- What you should do -
Look for "shirt" in each line of the entries, and return the matching lines.

- Data for this exercise -
╭──

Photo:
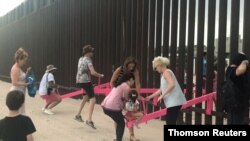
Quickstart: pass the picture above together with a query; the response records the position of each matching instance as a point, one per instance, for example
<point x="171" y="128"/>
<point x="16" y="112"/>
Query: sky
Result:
<point x="8" y="5"/>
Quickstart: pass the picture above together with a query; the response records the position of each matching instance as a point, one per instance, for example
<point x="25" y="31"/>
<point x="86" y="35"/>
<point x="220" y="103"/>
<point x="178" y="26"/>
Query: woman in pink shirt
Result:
<point x="114" y="103"/>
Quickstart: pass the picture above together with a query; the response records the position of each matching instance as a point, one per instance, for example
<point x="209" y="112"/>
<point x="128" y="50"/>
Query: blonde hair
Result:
<point x="21" y="54"/>
<point x="160" y="61"/>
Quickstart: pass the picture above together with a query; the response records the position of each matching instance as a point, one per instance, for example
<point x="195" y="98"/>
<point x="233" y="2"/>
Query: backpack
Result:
<point x="227" y="95"/>
<point x="30" y="78"/>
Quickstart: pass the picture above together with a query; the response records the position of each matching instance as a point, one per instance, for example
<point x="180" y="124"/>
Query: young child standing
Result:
<point x="132" y="107"/>
<point x="16" y="127"/>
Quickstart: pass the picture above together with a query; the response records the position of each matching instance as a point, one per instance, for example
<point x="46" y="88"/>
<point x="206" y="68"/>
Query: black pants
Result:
<point x="172" y="115"/>
<point x="119" y="119"/>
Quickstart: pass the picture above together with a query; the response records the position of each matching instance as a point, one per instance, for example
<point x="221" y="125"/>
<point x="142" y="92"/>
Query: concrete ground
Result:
<point x="63" y="127"/>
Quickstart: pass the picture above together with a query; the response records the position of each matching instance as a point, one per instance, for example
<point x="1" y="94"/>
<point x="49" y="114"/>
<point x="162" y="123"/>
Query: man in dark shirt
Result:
<point x="16" y="127"/>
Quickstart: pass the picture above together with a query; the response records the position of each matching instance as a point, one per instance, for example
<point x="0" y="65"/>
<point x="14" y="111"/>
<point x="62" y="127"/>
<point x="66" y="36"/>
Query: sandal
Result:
<point x="132" y="138"/>
<point x="91" y="124"/>
<point x="78" y="118"/>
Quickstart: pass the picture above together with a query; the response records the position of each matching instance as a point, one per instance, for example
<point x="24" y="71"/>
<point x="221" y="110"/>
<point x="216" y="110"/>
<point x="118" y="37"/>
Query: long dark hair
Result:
<point x="133" y="95"/>
<point x="129" y="60"/>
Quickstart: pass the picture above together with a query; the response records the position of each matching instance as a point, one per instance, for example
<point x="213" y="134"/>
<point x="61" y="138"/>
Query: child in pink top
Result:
<point x="114" y="103"/>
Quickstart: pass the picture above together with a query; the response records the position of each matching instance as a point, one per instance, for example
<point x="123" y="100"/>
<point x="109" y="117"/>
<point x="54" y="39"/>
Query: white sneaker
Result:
<point x="48" y="111"/>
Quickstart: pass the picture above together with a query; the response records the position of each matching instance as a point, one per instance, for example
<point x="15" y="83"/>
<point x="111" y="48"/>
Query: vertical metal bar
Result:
<point x="199" y="58"/>
<point x="190" y="58"/>
<point x="210" y="50"/>
<point x="145" y="32"/>
<point x="151" y="41"/>
<point x="173" y="49"/>
<point x="246" y="35"/>
<point x="182" y="44"/>
<point x="166" y="27"/>
<point x="221" y="52"/>
<point x="234" y="36"/>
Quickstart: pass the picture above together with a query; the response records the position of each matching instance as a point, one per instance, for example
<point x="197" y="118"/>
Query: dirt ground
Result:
<point x="63" y="127"/>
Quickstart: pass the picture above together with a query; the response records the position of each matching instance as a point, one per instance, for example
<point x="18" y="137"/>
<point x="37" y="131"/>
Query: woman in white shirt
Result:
<point x="48" y="90"/>
<point x="170" y="91"/>
<point x="17" y="74"/>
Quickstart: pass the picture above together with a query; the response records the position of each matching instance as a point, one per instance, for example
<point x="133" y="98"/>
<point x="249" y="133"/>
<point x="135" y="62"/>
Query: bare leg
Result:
<point x="92" y="102"/>
<point x="84" y="100"/>
<point x="53" y="104"/>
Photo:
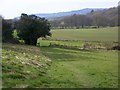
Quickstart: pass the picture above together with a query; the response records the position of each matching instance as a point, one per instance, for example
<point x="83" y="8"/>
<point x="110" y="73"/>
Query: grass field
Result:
<point x="82" y="69"/>
<point x="54" y="67"/>
<point x="69" y="68"/>
<point x="101" y="34"/>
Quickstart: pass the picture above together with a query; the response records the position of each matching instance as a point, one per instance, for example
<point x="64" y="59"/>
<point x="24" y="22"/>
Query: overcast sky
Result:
<point x="13" y="8"/>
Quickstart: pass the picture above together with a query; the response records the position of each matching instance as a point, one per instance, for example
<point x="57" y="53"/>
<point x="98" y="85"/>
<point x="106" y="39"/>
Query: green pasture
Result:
<point x="99" y="34"/>
<point x="82" y="69"/>
<point x="27" y="66"/>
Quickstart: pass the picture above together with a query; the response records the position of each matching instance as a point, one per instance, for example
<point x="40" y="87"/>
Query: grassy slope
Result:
<point x="23" y="65"/>
<point x="72" y="68"/>
<point x="101" y="34"/>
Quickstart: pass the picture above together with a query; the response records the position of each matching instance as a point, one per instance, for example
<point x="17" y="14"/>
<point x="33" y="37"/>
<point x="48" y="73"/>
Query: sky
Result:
<point x="13" y="8"/>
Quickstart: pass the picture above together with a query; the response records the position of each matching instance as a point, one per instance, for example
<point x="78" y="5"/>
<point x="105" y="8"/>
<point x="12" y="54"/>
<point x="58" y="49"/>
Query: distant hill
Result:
<point x="62" y="14"/>
<point x="51" y="16"/>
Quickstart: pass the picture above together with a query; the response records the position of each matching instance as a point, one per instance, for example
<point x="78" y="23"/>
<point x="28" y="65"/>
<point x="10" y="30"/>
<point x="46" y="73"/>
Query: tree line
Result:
<point x="107" y="17"/>
<point x="29" y="28"/>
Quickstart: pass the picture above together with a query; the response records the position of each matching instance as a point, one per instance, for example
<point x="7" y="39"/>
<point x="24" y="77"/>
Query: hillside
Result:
<point x="51" y="16"/>
<point x="62" y="14"/>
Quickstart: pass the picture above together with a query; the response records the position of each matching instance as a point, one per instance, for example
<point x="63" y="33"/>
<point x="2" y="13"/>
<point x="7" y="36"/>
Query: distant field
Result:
<point x="44" y="66"/>
<point x="101" y="34"/>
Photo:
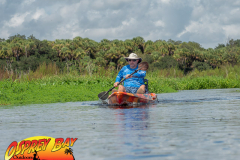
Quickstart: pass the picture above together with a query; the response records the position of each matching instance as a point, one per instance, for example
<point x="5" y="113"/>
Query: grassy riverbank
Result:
<point x="49" y="88"/>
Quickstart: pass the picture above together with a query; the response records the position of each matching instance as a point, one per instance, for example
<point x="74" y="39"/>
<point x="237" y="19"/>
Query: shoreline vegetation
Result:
<point x="42" y="86"/>
<point x="34" y="71"/>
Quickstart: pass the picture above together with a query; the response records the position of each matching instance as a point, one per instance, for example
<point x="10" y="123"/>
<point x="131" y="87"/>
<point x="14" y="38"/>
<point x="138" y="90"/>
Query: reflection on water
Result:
<point x="202" y="124"/>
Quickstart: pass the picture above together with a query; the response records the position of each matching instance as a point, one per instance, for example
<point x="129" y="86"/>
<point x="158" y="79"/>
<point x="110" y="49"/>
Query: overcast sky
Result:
<point x="207" y="22"/>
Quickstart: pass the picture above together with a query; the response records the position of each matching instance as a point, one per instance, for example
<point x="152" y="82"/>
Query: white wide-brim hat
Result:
<point x="133" y="56"/>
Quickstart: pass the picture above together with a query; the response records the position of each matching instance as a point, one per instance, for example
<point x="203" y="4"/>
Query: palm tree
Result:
<point x="69" y="151"/>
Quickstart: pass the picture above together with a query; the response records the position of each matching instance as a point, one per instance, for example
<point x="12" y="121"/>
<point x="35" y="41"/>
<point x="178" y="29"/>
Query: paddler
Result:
<point x="135" y="83"/>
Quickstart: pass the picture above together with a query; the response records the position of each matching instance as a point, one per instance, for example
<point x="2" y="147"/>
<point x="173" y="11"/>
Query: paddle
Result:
<point x="104" y="95"/>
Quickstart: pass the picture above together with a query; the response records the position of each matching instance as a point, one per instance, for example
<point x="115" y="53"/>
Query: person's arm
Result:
<point x="140" y="74"/>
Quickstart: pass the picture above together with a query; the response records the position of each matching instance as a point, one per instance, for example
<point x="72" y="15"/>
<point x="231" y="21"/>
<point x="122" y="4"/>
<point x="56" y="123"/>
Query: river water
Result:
<point x="195" y="124"/>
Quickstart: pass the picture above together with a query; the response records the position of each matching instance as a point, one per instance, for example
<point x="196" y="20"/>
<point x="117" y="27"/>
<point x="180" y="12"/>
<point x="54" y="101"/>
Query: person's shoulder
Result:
<point x="125" y="67"/>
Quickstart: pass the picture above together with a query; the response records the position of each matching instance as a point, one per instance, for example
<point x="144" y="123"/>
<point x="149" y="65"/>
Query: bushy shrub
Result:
<point x="27" y="63"/>
<point x="201" y="66"/>
<point x="166" y="62"/>
<point x="148" y="58"/>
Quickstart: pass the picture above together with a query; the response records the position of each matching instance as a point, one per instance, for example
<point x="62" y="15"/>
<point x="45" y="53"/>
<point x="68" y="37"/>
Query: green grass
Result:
<point x="71" y="89"/>
<point x="39" y="87"/>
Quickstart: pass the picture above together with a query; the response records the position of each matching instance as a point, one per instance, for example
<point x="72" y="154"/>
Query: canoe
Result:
<point x="124" y="98"/>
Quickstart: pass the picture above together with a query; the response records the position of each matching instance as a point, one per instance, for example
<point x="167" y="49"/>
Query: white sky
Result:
<point x="207" y="22"/>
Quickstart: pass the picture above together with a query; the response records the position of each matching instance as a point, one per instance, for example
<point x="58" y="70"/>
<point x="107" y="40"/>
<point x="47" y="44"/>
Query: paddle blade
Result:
<point x="103" y="95"/>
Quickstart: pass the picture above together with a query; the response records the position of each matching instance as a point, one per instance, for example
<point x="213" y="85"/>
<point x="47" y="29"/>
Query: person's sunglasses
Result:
<point x="134" y="60"/>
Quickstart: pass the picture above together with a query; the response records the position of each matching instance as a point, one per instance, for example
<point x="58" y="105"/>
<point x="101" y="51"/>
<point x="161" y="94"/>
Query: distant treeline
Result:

╰──

- Response to this exercise -
Query: woman in pink shirt
Query: man in dark shirt
Query: woman in white shirt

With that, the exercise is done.